§ Texto do exercício:
----

Doentes falam: “O corpo recebe atenção, mas a mente é esquecida”
Em visita ao Centro de Saúde do Alto-Maé, a Hub de Direitos Humanos encontrou um jovem que não quis se identificar, vivendo com HIV desde que nasceu. Ele descreve o tratamento como “automático”. “Venho, levo os comprimidos, volto para casa. Ninguém pergunta como estou a sentir-me. Já pensei em desistir do tratamento mais de uma vez. Parece que só querem que estejamos vivos, mas não se importam com como vivemos.”
Aida Muacha 49 anos, vive com lúpus. Conta que sente dores diárias e que perdeu o emprego por faltas recorrentes. “As pessoas acham que é frescura. Até na família. Não tenho com quem desabafar. O corpo dói, mas a tristeza é o pior”
Memorias de quem perdeu um familiar para a asma
“Ainda ouço a respiração dele nas noites frias. Era como um sussurro desesperado, tentando agarrar o ar.”
Estas palavras de Salomé Bata, que perdeu o irmão mais novo para uma crise de asma, reflectem a luta constante que muitas pessoas em Moçambique enfrentam ao tentar respirar com a doença.
David Bata tinha apenas 14 anos quando uma crise de asma tirou a sua vida em 2023. Segundo conta sua irmã, Salomé Bata, naquele dia, a poeira proveniente das obras na casa as temperaturas altas agravaram ainda mais a situação. “Estávamos em obras em casa, e a poeira estava por toda parte. Com o calor intenso, ele começou a ter dificuldades para respirar durante a noite, levamos ele para o centro de saúde da Machava mas infelizmente com a demora no atendimento meu irmãozinho não resistiu.”
Ela recorda como se fosse ontem. “Era um miúdo cheio de vida, apaixonado por futebol, mas, quando as crises de asma vinham ele ficava totalmente debilitado, mesmo a medicação que dávamos parecia não aliviar a dor que ele sentia”.
O que dizem os dados?
Segundo o Ministério da Saúde (MISAU), estima-se que mais de 2 milhões de moçambicanos vivam com pelo menos uma doença crônica. No entanto, o país conta com menos de 200 psicólogos clínicos registados e um número ainda menor em exercício activo nos serviços públicos. A maioria está concentrada em Maputo, Beira e Nampula.

----

Dados de expressões referenciais baseadas em fotografias:
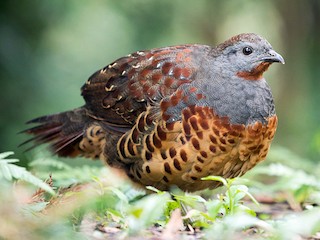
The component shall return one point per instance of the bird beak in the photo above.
(273, 56)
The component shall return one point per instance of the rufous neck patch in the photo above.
(256, 73)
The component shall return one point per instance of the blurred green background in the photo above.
(49, 48)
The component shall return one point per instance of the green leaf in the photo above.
(6, 154)
(11, 171)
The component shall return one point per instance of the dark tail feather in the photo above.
(63, 131)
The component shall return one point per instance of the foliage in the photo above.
(100, 198)
(10, 171)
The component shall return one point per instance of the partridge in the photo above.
(170, 116)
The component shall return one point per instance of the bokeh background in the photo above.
(49, 48)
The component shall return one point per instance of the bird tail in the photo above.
(63, 131)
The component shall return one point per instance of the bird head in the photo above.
(247, 55)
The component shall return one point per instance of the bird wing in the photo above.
(118, 93)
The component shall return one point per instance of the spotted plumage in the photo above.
(173, 115)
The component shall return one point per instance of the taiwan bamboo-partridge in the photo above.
(172, 115)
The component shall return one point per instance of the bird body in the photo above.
(170, 116)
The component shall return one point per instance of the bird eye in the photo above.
(247, 50)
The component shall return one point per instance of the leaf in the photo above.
(50, 162)
(11, 171)
(6, 154)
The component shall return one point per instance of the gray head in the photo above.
(246, 55)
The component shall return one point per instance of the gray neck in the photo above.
(243, 101)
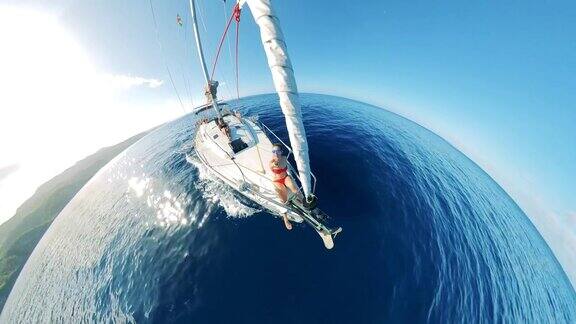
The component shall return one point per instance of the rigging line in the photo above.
(237, 68)
(164, 57)
(209, 44)
(186, 83)
(202, 16)
(227, 43)
(221, 42)
(186, 55)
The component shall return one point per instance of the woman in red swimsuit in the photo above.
(282, 181)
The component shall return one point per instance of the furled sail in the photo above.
(284, 82)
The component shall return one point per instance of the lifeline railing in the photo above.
(292, 168)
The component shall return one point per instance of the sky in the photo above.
(497, 79)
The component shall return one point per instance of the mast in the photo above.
(285, 84)
(209, 83)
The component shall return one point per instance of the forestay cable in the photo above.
(164, 57)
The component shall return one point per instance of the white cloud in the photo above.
(56, 106)
(125, 82)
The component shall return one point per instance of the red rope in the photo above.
(235, 14)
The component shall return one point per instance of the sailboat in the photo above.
(237, 149)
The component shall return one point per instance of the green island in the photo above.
(20, 234)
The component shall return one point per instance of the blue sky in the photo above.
(495, 78)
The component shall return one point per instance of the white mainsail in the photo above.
(209, 83)
(284, 82)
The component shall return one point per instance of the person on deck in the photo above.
(282, 180)
(223, 127)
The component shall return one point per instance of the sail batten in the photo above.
(284, 83)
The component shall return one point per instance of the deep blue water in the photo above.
(428, 237)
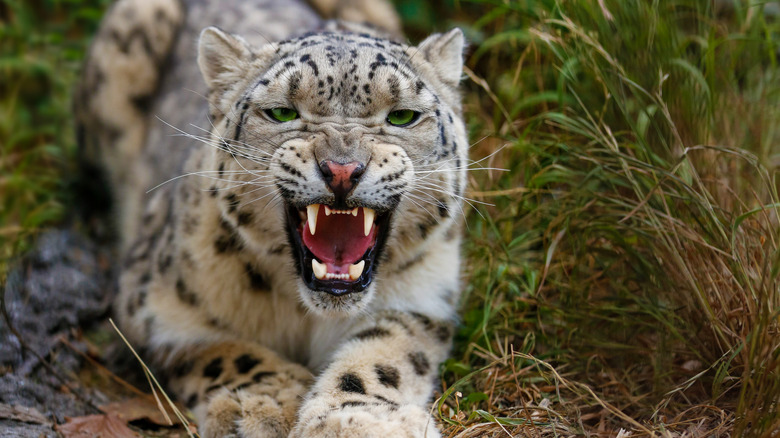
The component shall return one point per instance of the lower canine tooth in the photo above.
(368, 220)
(356, 270)
(311, 211)
(319, 269)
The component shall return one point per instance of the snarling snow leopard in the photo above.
(288, 202)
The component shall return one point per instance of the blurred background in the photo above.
(622, 253)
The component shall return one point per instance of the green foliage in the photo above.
(41, 46)
(637, 136)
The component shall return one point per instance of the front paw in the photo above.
(363, 419)
(262, 411)
(244, 415)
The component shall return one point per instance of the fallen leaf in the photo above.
(22, 413)
(136, 409)
(95, 426)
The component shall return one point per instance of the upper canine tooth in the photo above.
(356, 270)
(311, 211)
(320, 270)
(368, 220)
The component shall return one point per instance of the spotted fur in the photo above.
(209, 286)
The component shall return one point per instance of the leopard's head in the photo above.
(354, 144)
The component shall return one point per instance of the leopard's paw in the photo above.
(244, 415)
(358, 419)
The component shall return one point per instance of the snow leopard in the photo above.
(288, 181)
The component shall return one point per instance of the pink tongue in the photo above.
(339, 238)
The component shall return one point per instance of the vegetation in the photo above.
(42, 43)
(625, 277)
(623, 274)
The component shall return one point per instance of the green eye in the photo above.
(282, 114)
(402, 117)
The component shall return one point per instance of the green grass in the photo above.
(626, 275)
(628, 272)
(42, 43)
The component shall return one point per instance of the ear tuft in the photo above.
(445, 52)
(222, 57)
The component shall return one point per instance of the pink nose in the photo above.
(341, 178)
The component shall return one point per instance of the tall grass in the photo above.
(625, 281)
(627, 276)
(41, 46)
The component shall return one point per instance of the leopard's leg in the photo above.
(238, 389)
(115, 93)
(380, 382)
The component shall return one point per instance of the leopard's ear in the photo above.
(223, 58)
(445, 52)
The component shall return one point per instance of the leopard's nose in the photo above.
(341, 177)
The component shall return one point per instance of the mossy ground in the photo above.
(621, 274)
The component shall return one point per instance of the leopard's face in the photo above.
(356, 145)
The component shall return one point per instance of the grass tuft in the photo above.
(626, 280)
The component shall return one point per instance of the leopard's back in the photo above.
(142, 100)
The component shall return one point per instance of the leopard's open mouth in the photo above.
(337, 250)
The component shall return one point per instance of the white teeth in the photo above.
(320, 270)
(368, 220)
(311, 211)
(356, 270)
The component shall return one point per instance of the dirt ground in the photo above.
(60, 360)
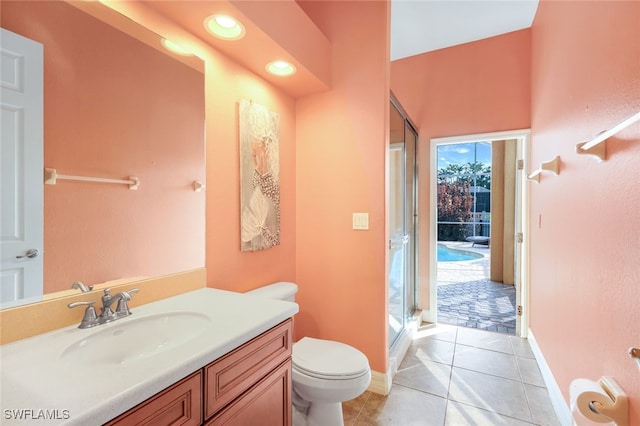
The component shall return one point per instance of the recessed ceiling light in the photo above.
(224, 27)
(175, 48)
(282, 68)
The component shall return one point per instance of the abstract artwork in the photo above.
(259, 177)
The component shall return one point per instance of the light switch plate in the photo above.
(361, 221)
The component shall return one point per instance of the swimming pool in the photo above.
(446, 254)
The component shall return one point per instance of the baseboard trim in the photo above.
(555, 394)
(380, 382)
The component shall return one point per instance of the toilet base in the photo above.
(325, 414)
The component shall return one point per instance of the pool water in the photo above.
(446, 254)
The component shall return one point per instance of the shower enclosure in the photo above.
(402, 221)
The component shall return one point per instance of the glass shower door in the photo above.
(402, 216)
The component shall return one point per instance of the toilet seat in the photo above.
(329, 360)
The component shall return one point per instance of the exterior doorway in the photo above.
(478, 262)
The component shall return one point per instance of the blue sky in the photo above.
(463, 153)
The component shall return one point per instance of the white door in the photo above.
(21, 168)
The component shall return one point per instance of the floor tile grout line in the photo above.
(493, 412)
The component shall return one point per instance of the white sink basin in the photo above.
(136, 338)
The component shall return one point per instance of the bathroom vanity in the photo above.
(205, 357)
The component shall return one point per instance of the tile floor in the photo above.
(468, 298)
(460, 376)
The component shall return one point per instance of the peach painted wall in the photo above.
(585, 244)
(341, 161)
(101, 119)
(472, 88)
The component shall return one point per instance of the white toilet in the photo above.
(324, 373)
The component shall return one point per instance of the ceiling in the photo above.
(419, 26)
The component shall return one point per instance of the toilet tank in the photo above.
(280, 290)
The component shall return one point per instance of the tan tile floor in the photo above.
(460, 376)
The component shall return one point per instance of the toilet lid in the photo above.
(328, 359)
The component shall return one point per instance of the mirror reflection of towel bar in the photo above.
(596, 146)
(635, 354)
(51, 176)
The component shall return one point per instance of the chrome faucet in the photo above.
(122, 309)
(90, 318)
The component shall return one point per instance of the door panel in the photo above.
(402, 245)
(21, 165)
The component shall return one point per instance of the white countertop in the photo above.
(35, 381)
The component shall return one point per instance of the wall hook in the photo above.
(552, 166)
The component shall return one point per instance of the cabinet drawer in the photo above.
(268, 403)
(179, 404)
(230, 376)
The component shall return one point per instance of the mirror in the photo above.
(114, 107)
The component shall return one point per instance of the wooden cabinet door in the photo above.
(180, 404)
(230, 376)
(268, 403)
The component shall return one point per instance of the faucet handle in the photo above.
(90, 319)
(122, 310)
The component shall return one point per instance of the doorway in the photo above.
(402, 222)
(481, 225)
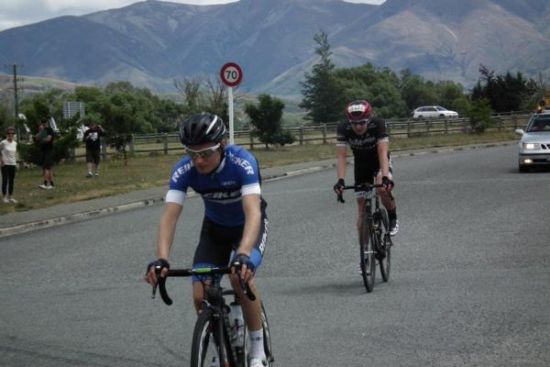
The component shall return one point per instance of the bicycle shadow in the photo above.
(334, 287)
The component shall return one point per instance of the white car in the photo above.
(534, 145)
(433, 112)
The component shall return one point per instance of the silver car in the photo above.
(433, 112)
(534, 145)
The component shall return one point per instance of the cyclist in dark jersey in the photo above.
(228, 179)
(368, 139)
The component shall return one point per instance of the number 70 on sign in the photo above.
(231, 74)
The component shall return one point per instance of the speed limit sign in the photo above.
(231, 74)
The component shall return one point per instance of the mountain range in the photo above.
(152, 43)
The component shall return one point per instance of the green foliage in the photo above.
(63, 145)
(266, 118)
(200, 94)
(505, 92)
(378, 86)
(480, 114)
(322, 93)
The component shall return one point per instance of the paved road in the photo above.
(470, 280)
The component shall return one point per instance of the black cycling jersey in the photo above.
(364, 147)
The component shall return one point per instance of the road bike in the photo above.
(220, 333)
(374, 236)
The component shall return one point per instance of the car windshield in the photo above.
(541, 124)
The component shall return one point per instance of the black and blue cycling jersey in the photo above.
(222, 190)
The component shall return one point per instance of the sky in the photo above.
(14, 13)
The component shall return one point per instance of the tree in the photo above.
(201, 95)
(266, 118)
(322, 94)
(504, 93)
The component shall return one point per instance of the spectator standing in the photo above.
(44, 138)
(92, 138)
(8, 161)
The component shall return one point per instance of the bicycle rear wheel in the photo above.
(205, 347)
(368, 262)
(384, 248)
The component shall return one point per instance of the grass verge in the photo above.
(144, 172)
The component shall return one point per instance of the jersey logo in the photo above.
(356, 108)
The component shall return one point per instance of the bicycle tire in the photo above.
(385, 246)
(368, 262)
(203, 347)
(267, 338)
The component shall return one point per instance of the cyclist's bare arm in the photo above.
(252, 222)
(382, 148)
(341, 160)
(165, 237)
(253, 219)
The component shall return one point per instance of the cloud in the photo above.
(16, 13)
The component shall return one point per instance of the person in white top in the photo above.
(8, 161)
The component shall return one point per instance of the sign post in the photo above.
(231, 75)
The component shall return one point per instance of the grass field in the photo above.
(147, 171)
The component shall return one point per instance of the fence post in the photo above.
(103, 149)
(131, 143)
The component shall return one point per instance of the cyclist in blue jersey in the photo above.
(228, 179)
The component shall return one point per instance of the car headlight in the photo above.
(531, 146)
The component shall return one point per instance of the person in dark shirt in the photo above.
(368, 139)
(92, 138)
(45, 138)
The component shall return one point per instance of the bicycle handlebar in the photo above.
(362, 187)
(198, 271)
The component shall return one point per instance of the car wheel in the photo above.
(522, 168)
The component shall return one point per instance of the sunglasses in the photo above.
(203, 153)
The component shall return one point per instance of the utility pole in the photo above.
(15, 97)
(16, 100)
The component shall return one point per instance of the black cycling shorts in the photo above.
(217, 242)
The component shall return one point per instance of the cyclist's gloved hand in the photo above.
(339, 186)
(242, 265)
(243, 259)
(154, 269)
(388, 184)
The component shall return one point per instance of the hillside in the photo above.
(153, 43)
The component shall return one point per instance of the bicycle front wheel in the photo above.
(368, 262)
(384, 250)
(206, 346)
(267, 338)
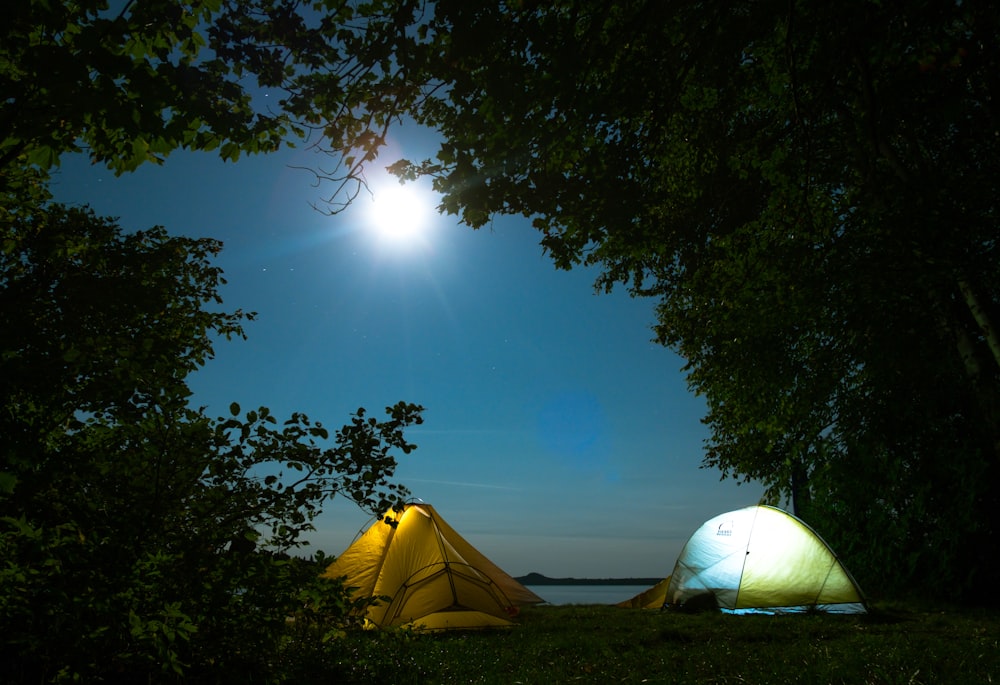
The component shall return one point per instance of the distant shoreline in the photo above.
(539, 579)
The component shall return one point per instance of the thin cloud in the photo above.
(488, 486)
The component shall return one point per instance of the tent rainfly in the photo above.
(762, 559)
(652, 598)
(434, 579)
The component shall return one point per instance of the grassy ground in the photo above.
(606, 644)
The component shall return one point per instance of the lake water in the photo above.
(586, 594)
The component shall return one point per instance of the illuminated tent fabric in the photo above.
(434, 578)
(652, 598)
(762, 559)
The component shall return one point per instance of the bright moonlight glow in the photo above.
(400, 214)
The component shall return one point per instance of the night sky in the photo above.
(557, 437)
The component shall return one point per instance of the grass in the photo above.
(607, 644)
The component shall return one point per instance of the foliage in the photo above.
(142, 539)
(609, 644)
(130, 83)
(810, 194)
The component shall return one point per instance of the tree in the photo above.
(143, 539)
(140, 537)
(131, 84)
(810, 194)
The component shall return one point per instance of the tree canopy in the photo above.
(809, 192)
(142, 539)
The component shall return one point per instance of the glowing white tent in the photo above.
(762, 559)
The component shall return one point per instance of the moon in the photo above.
(400, 214)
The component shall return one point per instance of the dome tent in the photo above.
(762, 559)
(433, 577)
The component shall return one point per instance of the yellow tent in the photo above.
(653, 598)
(761, 558)
(434, 579)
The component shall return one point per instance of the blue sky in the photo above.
(557, 437)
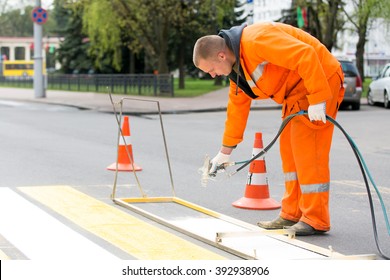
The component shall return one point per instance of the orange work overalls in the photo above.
(294, 69)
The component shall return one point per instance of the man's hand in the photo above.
(316, 112)
(217, 161)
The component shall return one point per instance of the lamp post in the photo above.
(39, 16)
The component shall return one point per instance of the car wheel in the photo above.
(370, 100)
(386, 101)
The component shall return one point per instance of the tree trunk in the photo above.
(181, 65)
(360, 52)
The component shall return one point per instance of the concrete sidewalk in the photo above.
(213, 101)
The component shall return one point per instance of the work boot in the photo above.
(278, 223)
(303, 229)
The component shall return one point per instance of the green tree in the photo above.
(364, 11)
(323, 19)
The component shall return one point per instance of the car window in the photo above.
(349, 69)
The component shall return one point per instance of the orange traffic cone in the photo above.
(256, 193)
(125, 151)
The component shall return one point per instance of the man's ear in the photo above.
(221, 55)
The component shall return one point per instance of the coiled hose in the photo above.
(363, 167)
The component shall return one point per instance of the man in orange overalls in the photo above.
(288, 65)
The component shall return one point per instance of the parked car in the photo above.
(379, 88)
(352, 85)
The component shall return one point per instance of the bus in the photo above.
(18, 68)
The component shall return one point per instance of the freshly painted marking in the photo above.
(3, 256)
(132, 235)
(40, 236)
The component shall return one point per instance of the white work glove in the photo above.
(217, 161)
(316, 112)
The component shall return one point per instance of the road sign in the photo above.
(39, 15)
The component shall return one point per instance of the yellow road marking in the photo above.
(134, 236)
(3, 256)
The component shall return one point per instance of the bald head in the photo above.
(207, 47)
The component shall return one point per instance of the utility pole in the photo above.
(39, 88)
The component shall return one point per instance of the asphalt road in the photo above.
(55, 145)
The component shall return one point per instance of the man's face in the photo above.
(219, 66)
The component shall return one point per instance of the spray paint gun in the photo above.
(207, 175)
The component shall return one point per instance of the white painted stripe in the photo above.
(257, 179)
(40, 236)
(127, 140)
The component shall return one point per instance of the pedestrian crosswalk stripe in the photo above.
(3, 256)
(39, 236)
(134, 236)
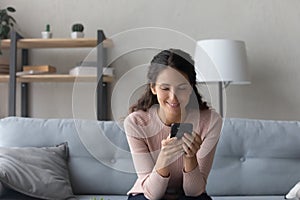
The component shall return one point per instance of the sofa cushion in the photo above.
(36, 172)
(100, 161)
(256, 157)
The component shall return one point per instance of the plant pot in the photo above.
(77, 35)
(46, 34)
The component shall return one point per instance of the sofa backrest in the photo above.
(256, 157)
(253, 157)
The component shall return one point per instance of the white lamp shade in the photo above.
(221, 60)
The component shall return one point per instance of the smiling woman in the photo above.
(171, 168)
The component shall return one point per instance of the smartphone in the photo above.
(178, 129)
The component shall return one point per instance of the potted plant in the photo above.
(47, 33)
(77, 31)
(7, 22)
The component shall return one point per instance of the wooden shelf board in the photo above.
(55, 78)
(4, 78)
(56, 43)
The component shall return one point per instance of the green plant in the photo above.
(6, 22)
(48, 28)
(77, 27)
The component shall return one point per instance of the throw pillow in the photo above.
(36, 172)
(294, 193)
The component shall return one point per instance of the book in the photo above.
(39, 68)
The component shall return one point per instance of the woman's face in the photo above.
(173, 91)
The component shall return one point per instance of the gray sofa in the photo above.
(255, 159)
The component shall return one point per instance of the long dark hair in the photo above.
(182, 62)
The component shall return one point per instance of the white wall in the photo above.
(270, 29)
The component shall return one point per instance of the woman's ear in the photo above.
(152, 87)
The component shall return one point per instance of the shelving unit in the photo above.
(17, 42)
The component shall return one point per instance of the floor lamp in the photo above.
(221, 61)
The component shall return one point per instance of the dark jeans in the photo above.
(203, 196)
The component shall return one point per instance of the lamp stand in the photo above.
(222, 86)
(221, 98)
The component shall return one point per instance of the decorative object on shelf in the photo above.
(85, 68)
(47, 33)
(37, 69)
(4, 65)
(221, 61)
(7, 22)
(77, 31)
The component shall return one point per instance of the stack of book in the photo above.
(37, 69)
(89, 69)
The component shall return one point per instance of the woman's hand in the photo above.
(191, 144)
(171, 150)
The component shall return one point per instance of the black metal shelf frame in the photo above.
(101, 96)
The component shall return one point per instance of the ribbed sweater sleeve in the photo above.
(149, 181)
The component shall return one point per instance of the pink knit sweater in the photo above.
(145, 131)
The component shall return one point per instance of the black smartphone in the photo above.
(178, 129)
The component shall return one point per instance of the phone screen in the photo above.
(178, 129)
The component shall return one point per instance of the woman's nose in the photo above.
(173, 94)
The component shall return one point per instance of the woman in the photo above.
(171, 168)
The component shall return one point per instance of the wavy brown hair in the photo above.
(182, 62)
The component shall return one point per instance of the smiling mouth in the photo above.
(174, 105)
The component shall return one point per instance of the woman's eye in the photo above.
(182, 87)
(164, 88)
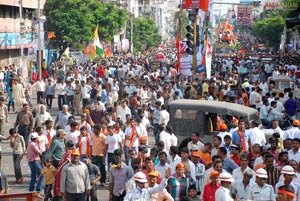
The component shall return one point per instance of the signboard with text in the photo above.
(282, 5)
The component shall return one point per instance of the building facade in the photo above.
(162, 11)
(18, 31)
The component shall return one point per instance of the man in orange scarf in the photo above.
(113, 142)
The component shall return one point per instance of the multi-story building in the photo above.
(17, 33)
(162, 11)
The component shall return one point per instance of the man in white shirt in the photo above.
(254, 98)
(260, 190)
(163, 165)
(113, 142)
(73, 133)
(132, 135)
(294, 153)
(195, 141)
(223, 193)
(238, 173)
(164, 117)
(40, 89)
(165, 137)
(263, 114)
(257, 135)
(289, 173)
(123, 110)
(293, 132)
(273, 113)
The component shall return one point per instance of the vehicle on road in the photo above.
(187, 116)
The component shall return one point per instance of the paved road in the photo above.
(7, 163)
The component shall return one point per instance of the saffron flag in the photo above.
(107, 53)
(188, 3)
(178, 49)
(203, 5)
(97, 44)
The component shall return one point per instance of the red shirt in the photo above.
(236, 160)
(209, 192)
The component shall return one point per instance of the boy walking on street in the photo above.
(17, 143)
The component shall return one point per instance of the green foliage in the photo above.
(269, 29)
(145, 34)
(185, 22)
(73, 21)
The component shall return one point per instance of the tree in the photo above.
(145, 34)
(269, 29)
(185, 22)
(73, 21)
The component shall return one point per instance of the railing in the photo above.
(27, 196)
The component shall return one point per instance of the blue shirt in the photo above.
(229, 165)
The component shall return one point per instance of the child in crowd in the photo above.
(49, 171)
(205, 155)
(11, 101)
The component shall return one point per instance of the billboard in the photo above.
(14, 41)
(244, 15)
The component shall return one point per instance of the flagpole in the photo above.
(179, 36)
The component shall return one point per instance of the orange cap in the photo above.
(179, 166)
(143, 139)
(196, 154)
(75, 152)
(296, 122)
(153, 173)
(214, 174)
(258, 166)
(223, 127)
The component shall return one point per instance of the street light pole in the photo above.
(22, 27)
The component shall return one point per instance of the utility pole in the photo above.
(39, 39)
(195, 47)
(131, 31)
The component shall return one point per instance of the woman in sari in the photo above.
(66, 159)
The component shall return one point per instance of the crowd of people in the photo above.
(107, 112)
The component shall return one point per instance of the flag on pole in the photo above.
(178, 49)
(188, 3)
(97, 45)
(203, 5)
(51, 35)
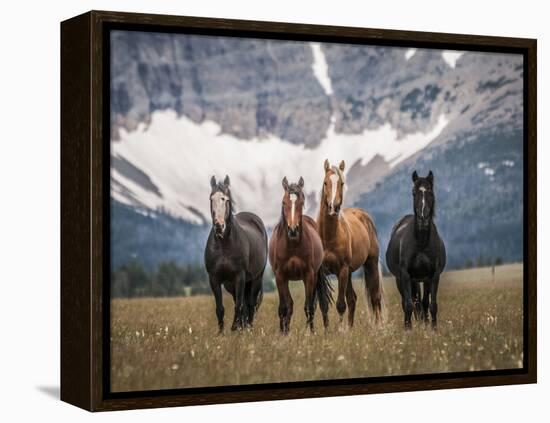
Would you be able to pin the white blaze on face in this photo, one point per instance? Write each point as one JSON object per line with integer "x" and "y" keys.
{"x": 423, "y": 191}
{"x": 333, "y": 181}
{"x": 219, "y": 206}
{"x": 293, "y": 198}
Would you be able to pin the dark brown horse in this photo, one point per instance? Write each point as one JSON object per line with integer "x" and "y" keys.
{"x": 350, "y": 242}
{"x": 296, "y": 253}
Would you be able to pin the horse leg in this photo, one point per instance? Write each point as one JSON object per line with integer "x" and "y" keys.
{"x": 343, "y": 279}
{"x": 433, "y": 304}
{"x": 252, "y": 299}
{"x": 425, "y": 301}
{"x": 406, "y": 297}
{"x": 220, "y": 311}
{"x": 246, "y": 303}
{"x": 309, "y": 306}
{"x": 417, "y": 307}
{"x": 374, "y": 289}
{"x": 285, "y": 304}
{"x": 351, "y": 299}
{"x": 239, "y": 302}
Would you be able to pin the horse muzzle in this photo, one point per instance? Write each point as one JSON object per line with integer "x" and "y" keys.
{"x": 219, "y": 230}
{"x": 293, "y": 232}
{"x": 334, "y": 210}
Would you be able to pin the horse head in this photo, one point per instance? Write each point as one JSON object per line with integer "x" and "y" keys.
{"x": 333, "y": 187}
{"x": 423, "y": 198}
{"x": 221, "y": 205}
{"x": 293, "y": 207}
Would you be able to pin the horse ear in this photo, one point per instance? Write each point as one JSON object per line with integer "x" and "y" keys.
{"x": 285, "y": 183}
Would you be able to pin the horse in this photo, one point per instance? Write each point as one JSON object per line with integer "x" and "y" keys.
{"x": 235, "y": 256}
{"x": 296, "y": 253}
{"x": 349, "y": 241}
{"x": 416, "y": 253}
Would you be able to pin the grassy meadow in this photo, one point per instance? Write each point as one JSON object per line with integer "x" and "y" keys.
{"x": 163, "y": 343}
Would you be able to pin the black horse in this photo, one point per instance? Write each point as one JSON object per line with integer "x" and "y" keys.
{"x": 235, "y": 256}
{"x": 416, "y": 253}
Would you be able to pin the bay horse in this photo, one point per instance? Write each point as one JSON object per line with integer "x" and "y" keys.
{"x": 296, "y": 253}
{"x": 350, "y": 241}
{"x": 235, "y": 256}
{"x": 416, "y": 253}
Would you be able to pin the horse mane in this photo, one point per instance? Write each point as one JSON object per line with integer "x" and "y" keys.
{"x": 227, "y": 191}
{"x": 340, "y": 174}
{"x": 292, "y": 189}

----

§ Experimente:
Dê seguimento à reportagem sobre doenças crónicas em Moçambique, começando logo após a última frase apresentada.

§ Resposta:
O Plano Estratégico Nacional para a Saúde Mental 2021–2025 propõe a ampliação da cobertura de serviços psicológicos e a formação de técnicos de saúde em primeiros socorros emocionais, mas a implementação segue lenta, condicionada por falta de orçamento e recursos humanos.
Associação Hixikanwe: “Fazemos o que podemos, mas é pouco diante da dor”
A Associação Hixikanwe, que presta apoio a pessoas infectadas com HIV, bem como os seus familiares, confirma o cenário preocupante. Em entrevista, a coordenadora e psicóloga clínica da Associação Ressina Nhumaio afirma que embora existam acções comunitárias, como grupos de apoio e aconselhamento básico, a estrutura psicológica do atendimento ainda é frágil.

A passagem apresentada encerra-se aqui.